Net sales of the "Other" segment consisted of the Company's
nonintegrated joint ventures, which investments have been either sold or charged
off due to an asset impairment. Equity losses in the "Other" segment was lower
in 2000 principally as a result of the Company's no longer recognizing its share
of losses associated with nonintegrated joint ventures that were charged off in
the fourth quarter of 1999.
The Company's firm order backlog at the end of June 2000 was
approximately $160 million. Comparable backlogs at the end of March 2000 and
June 1999 were approximately $185 million and $240 million, respectively.
-15-
<PAGE>
The Company believes that its business in the second quarter of 2000
continued to be adversely impacted by an excess supply of titanium inventory
throughout the aerospace industry supply chain. Although there appear to be
signs that this situation is abating in selected products, the competitive
environment has continued to result in soft selling prices. Current indications
are that sales and operating margins, before special items, will be slightly
lower for the balance of 2000 compared to the first half of this year. The
Company is continuing its efforts to increase sales and reduce costs wherever
possible.
EUROPEAN OPERATIONS. The Company has substantial operations and assets
located in Europe, principally the United Kingdom, with smaller operations in
France, Italy and Germany. Titanium is a worldwide market and the factors
influencing the Company's U.S. and European operations are substantially the
same.
Approximately one-half of the Company's European sales are denominated
in currencies other than the U.S. dollar, principally the British pound and
European currencies tied to the euro. Certain purchases of raw materials,
principally titanium sponge and alloys, for the Company's European operations
are denominated in U.S. dollars, while labor and other production costs are
primarily denominated in local currencies. The functional currencies of the
Company's European subsidiaries are those of their respective countries; thus,
the U.S. dollar value of these subsidiaries' sales and costs denominated in
currencies other than their functional currency, including sales and costs
denominated in U.S. dollars, is subject to exchange rate fluctuations that may
impact reported earnings and may affect the comparability of period-to-period
operating results. Borrowings of the Company's European operations may be in
U.S. dollars or in functional currencies. The Company's export sales from the
U.S. are denominated in U.S. dollars and as such are not subject to currency
exchange rate fluctuations.
The U.S. dollar sales and purchases of the Company's European
operations described above provide some natural hedge of non-functional
currencies, and the Company does not use currency contracts to hedge its
currency exposures. Net currency transaction losses were $.7 million during the
six months ended June 30, 2000 and $1.5 million during the same period in 1999.
At June 30, 2000, consolidated assets and liabilities denominated in currencies
other than functional currencies were approximately $21 million and $17 million,
respectively, consisting primarily of U.S. dollar cash, accounts receivable,
accounts payable and borrowings.

#### Written instruction A:
Gather each line of the entries below that contains the string "white", matching case exactly.

#### Records to process:
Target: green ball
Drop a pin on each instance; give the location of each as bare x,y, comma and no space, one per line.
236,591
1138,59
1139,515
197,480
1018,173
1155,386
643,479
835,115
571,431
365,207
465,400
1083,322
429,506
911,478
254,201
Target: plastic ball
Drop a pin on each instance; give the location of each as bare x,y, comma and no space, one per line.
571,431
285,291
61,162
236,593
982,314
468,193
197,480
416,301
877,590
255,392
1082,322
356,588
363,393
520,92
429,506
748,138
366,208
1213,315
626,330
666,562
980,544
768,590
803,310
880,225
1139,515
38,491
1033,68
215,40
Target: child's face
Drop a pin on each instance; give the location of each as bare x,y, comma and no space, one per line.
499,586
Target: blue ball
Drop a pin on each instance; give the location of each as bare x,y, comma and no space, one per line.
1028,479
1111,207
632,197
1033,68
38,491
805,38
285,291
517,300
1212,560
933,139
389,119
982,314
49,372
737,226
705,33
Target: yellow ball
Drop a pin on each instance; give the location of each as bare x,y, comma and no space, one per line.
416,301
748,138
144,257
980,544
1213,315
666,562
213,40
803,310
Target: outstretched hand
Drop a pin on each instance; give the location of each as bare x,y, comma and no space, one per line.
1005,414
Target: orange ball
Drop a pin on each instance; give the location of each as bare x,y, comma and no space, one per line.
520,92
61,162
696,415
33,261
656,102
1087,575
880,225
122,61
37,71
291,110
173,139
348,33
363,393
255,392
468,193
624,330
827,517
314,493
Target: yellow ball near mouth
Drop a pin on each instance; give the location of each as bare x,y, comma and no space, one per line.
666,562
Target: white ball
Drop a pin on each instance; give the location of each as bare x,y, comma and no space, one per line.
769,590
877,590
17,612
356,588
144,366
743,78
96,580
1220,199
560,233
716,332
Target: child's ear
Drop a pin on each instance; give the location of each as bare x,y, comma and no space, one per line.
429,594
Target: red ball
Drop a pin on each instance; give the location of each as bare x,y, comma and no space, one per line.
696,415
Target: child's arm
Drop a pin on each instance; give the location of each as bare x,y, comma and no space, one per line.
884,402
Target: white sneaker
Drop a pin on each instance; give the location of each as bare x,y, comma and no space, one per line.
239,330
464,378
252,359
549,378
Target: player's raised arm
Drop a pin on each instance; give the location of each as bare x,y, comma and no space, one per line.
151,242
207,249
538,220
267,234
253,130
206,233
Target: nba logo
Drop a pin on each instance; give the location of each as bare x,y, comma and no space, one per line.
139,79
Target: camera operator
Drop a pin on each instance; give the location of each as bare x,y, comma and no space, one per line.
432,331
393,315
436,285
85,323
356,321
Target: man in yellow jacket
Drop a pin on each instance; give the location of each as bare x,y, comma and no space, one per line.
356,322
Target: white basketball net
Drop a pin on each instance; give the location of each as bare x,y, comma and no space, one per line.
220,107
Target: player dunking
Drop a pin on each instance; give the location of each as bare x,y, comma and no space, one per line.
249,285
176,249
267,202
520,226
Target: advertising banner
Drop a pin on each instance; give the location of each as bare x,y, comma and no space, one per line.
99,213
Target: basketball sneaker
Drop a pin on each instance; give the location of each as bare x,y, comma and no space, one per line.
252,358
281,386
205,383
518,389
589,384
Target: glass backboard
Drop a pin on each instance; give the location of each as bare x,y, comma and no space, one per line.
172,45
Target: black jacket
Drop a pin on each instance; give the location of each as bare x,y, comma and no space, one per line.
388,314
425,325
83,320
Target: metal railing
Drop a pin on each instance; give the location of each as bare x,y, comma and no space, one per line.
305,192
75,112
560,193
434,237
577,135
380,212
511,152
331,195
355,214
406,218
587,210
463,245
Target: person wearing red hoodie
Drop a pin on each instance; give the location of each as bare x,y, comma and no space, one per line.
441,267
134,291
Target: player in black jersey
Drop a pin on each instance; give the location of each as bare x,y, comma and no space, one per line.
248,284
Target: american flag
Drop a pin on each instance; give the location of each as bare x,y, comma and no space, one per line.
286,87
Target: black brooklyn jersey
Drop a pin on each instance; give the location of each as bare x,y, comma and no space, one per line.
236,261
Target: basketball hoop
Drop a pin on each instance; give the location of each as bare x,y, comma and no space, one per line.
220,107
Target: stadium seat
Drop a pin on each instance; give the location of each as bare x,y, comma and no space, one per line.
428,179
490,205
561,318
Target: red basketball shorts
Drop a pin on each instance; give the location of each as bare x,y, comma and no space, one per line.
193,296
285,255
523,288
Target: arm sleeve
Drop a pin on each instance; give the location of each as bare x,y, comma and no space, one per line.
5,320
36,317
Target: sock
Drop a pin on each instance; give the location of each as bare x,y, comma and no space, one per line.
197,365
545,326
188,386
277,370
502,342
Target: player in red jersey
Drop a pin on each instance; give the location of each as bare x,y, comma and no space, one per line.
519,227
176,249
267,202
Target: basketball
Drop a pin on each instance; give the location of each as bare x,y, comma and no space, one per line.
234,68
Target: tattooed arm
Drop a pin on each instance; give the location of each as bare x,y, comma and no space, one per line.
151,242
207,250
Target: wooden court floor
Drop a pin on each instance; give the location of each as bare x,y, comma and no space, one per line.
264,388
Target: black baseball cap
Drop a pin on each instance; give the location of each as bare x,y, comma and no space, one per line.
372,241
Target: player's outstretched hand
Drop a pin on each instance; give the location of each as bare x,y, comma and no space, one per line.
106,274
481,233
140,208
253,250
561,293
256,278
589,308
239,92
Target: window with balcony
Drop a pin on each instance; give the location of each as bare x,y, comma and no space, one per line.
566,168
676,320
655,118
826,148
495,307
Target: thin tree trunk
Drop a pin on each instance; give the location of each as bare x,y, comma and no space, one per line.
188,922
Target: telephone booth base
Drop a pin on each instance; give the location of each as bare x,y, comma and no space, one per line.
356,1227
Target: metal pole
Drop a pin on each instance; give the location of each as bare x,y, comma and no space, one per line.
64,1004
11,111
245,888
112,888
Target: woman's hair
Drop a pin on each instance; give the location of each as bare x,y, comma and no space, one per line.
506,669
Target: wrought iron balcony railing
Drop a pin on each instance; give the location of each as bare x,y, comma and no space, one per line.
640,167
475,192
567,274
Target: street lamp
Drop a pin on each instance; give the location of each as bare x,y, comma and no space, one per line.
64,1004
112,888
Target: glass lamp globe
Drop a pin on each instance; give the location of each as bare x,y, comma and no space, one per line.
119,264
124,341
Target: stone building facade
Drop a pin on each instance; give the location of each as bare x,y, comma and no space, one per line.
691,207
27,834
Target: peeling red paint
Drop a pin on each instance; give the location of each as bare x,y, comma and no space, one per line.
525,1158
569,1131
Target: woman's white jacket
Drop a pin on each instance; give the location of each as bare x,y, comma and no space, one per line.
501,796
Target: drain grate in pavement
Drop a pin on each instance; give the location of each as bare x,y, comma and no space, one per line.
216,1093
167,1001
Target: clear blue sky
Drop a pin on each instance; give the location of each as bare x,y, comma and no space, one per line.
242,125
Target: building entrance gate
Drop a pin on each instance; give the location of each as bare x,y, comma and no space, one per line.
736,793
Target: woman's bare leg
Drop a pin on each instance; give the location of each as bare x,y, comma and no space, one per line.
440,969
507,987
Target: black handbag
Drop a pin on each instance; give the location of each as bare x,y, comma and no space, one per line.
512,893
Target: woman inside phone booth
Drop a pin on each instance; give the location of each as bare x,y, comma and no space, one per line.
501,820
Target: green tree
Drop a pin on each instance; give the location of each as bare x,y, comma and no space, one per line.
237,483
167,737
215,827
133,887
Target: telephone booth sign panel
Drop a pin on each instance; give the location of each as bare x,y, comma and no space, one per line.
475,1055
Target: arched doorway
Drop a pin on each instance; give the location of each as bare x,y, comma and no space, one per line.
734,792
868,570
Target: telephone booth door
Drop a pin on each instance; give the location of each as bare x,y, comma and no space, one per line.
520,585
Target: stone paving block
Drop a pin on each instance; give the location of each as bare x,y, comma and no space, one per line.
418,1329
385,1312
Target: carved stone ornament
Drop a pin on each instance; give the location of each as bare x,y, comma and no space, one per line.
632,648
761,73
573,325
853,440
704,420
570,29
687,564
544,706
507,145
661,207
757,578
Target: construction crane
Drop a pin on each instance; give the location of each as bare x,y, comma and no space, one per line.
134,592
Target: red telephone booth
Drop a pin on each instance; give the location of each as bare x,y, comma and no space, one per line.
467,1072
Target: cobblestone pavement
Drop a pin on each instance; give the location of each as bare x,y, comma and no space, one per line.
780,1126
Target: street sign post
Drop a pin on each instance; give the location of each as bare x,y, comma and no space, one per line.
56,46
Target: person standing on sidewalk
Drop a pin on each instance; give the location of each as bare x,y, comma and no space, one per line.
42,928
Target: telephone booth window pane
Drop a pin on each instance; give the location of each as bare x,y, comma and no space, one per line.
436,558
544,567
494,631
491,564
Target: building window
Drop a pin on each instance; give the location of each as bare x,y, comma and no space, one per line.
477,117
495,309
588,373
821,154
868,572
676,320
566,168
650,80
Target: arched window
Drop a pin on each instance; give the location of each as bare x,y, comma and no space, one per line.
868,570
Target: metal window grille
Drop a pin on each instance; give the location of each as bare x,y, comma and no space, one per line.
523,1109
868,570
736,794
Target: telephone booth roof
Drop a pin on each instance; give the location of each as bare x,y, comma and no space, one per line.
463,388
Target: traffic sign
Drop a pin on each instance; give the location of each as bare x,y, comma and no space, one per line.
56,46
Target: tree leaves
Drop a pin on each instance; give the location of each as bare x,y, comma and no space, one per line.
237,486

#### Written instruction B:
Return the span of the titanium report above from "Net sales of" to "quarter of 1999.", copied verbatim.

#### Full response A:
Target: white ball
Target: white sneaker
Target: white basketball net
Target: woman's white jacket

#### Full response B:
Net sales of the "Other" segment consisted of the Company's
nonintegrated joint ventures, which investments have been either sold or charged
off due to an asset impairment. Equity losses in the "Other" segment was lower
in 2000 principally as a result of the Company's no longer recognizing its share
of losses associated with nonintegrated joint ventures that were charged off in
the fourth quarter of 1999.